**ACTIVITY:** Decide whether each statement agrees with the passage on swap regulation, answering yes or no and quoting the words of the passage that settle it. (a) The substantial-position threshold for rate swaps is a daily average of $1 billion. (b) Most end users deal with the clearinghouse through a clearing member rather than directly. (c) The regulators have proposed leverage ratios of 8 to 1 and 15 to 1 of total liabilities to equity.

**TEXT BLOCK:**
┌──

The majority of end users will not qualify as swap dealers.[3]  With respect to the major swap participant definition, the regulators’ stated focus is to identify swap market participants that “do not cause them to be dealers, but could still pose a high degree of risk to the U.S. financial system.”[4]  If the proposed rules on these definitions are adopted without major change, few end users will clear this high bar.  The proposed definition is premised on whether the entity in question maintains a substantial position in major categories of swaps[5] and whether its swaps create substantial counterparty exposure that could have serious adverse affects on the financial stability of the U. S. banking system or financial markets.  An additional prong of the major swap participant test covers any financial entity that is highly leveraged relative to the amount of capital it holds and that is not subject to capital requirements established by the appropriate Federal Banking agency and that maintains a substantial position in swaps.[6]

Tests for what constitutes a “substantial position” are based on uncollateralized exposure or potential future exposure.  Uncollateralized exposure is, simply put, mark-to-market exposure a counterparty may have to an end user, for which the end user has not posted collateral.[7]  Potential future exposure is measured by taking into account total notional principal amount of positions adjusted using a multiplier that takes into account the type of swap and remaining duration of the swap.[8]  The thresholds for what constitutes a substantial position are very high:  a daily average of $1 billion for most swap categories and $3 billion for rate swaps.[9]  In all likelihood these thresholds will capture only the very largest of high volume end users.  Similarly, the “substantial counterparty exposure” prong of the major swap participant test looks at uncollateralized exposure and potential future exposure, but across all categories of swaps.  For swaps, thresholds are $5 billion for uncollateralized exposure and $8 billion for combined uncollateralized and potential future exposure.[10]  For security-based swaps, thresholds are $2 billion for uncollateralized exposure and $4 billion for combined uncollateralized and potential future exposure.[11]  For the final prong, the definition of financial entity is broad and captures private investment funds.[12]  The regulators have not yet given clarity on what constitutes “highly leveraged” and have proposed ratios of 8 to 1 and 15 to 1 with respect to an entity’s total liabilities to equity at the close of business on the last business day of the applicable fiscal quarter.[13]

The Clearing Requirement.  Title VII requires swaps to be centrally cleared.[14]  The transition to central clearing marks a major change for end users who currently trade swaps over-the-counter (“OTC”).  An end user to an OTC swap faces its counterparty directly.  The documentation governing this relationship creates a bilateral credit relationship so both end user and dealer alike are able make demands for payments or collateral from the other and also to call one another in default if either party fails to perform its obligations.  Central clearing creates one central counterparty to all swap transactions, the clearinghouse.  Most end users do not face the clearinghouse directly, however, but through a clearing member that is typically a bank affiliate (a registered futures commission merchant, broker, dealer or security-based swap dealer).[15] Unlike the OTC regime where an end user faces its counterparty directly, with a centrally cleared trade, the end user enters into a trade with an executing dealer, the trade is reported to the clearinghouse and if neither the end user or executing dealer has exceeded any clearinghouse imposed trading limits, the trade is accepted for clearing by the end user’s clearing member.  The clearing member then acts as the end user’s agent facing the clearinghouse.  To the extent the clearinghouse calls for margin on the end user’s trade, the call will be made to the end user’s clearing member and passed on to the end user.  If the end user is owed margin on a trade, the margin will be paid out to the end user’s clearing member who will in turn pass through the margin payment to the end user.

└──

**SUPPLIED MATERIAL:**
┌──

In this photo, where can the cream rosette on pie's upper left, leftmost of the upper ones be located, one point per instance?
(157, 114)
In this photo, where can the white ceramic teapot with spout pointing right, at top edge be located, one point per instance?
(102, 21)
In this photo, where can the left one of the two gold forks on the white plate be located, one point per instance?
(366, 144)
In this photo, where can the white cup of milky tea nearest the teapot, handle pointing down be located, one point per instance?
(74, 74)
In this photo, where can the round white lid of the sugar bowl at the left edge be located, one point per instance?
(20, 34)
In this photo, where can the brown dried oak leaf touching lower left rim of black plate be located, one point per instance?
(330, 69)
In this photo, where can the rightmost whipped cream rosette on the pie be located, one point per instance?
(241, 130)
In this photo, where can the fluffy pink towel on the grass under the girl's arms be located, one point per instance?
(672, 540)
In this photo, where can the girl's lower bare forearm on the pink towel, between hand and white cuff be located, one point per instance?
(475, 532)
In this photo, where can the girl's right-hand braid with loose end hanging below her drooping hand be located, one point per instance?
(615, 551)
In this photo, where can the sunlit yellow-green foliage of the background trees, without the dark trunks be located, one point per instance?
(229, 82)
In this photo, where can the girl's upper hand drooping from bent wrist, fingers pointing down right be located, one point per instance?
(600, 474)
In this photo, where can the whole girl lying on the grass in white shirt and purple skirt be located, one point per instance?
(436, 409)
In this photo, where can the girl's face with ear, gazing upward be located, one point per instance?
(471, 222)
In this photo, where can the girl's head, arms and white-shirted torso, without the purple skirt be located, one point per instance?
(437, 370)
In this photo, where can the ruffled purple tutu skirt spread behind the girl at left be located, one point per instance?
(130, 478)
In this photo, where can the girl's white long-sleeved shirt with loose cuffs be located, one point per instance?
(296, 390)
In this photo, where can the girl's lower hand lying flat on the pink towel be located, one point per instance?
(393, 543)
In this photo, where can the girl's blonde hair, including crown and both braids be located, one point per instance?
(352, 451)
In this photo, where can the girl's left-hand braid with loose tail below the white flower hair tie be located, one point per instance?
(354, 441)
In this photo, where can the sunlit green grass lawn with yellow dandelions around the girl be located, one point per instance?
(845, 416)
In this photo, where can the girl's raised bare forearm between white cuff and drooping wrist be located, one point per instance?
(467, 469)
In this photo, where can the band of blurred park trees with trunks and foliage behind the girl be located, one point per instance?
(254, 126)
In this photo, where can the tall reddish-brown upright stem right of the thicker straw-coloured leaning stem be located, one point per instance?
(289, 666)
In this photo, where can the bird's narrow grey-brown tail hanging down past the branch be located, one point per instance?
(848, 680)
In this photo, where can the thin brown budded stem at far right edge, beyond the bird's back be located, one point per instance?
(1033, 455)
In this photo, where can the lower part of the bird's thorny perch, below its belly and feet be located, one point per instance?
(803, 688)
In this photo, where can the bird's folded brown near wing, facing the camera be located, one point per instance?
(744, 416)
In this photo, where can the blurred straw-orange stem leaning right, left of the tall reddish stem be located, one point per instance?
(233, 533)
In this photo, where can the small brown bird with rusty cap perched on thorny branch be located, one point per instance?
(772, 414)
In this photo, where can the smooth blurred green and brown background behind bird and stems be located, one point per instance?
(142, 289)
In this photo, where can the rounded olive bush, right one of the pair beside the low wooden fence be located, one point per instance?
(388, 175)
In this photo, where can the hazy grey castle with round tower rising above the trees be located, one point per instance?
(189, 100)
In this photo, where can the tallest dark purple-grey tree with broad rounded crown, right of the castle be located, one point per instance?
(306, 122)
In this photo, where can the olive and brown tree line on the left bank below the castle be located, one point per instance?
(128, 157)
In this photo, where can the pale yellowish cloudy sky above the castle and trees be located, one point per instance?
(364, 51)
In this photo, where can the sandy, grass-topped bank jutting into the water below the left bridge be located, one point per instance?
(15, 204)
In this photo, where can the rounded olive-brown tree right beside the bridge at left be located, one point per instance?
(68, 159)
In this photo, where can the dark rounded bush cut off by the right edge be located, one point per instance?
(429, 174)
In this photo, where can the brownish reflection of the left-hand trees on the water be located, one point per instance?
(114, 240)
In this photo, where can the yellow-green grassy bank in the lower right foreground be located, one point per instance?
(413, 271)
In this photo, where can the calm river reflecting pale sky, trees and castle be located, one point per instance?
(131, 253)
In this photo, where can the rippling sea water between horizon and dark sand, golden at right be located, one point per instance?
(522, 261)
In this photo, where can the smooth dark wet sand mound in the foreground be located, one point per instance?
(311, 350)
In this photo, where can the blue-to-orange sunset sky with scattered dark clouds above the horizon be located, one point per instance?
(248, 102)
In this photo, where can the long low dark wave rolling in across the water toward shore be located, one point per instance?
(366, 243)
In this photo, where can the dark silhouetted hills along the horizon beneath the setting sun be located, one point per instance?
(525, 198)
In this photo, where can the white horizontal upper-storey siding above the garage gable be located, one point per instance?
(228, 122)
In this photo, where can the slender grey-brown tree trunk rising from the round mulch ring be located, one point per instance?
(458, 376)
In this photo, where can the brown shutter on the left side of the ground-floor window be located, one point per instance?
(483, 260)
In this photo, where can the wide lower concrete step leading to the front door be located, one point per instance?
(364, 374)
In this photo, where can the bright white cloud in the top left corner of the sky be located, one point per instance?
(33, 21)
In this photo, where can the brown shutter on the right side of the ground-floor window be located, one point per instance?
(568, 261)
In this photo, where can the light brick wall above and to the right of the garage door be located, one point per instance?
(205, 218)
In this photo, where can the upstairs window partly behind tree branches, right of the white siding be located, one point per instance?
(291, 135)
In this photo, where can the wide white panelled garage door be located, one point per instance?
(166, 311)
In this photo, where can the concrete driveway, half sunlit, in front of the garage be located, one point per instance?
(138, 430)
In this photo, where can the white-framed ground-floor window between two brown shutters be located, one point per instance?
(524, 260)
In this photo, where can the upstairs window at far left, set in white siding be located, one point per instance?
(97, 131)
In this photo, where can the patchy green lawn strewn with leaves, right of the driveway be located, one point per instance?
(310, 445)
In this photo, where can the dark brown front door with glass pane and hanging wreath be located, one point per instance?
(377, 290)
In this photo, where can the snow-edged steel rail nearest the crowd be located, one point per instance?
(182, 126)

└──

**RESPONSE TO THIS EXERCISE:**
(a) No: "a daily average of $1 billion for most swap categories and $3 billion for rate swaps."
(b) Yes: "Most end users do not face the clearinghouse directly, however, but through a clearing member"
(c) Yes: "have proposed ratios of 8 to 1 and 15 to 1 with respect to an entity’s total liabilities to equity"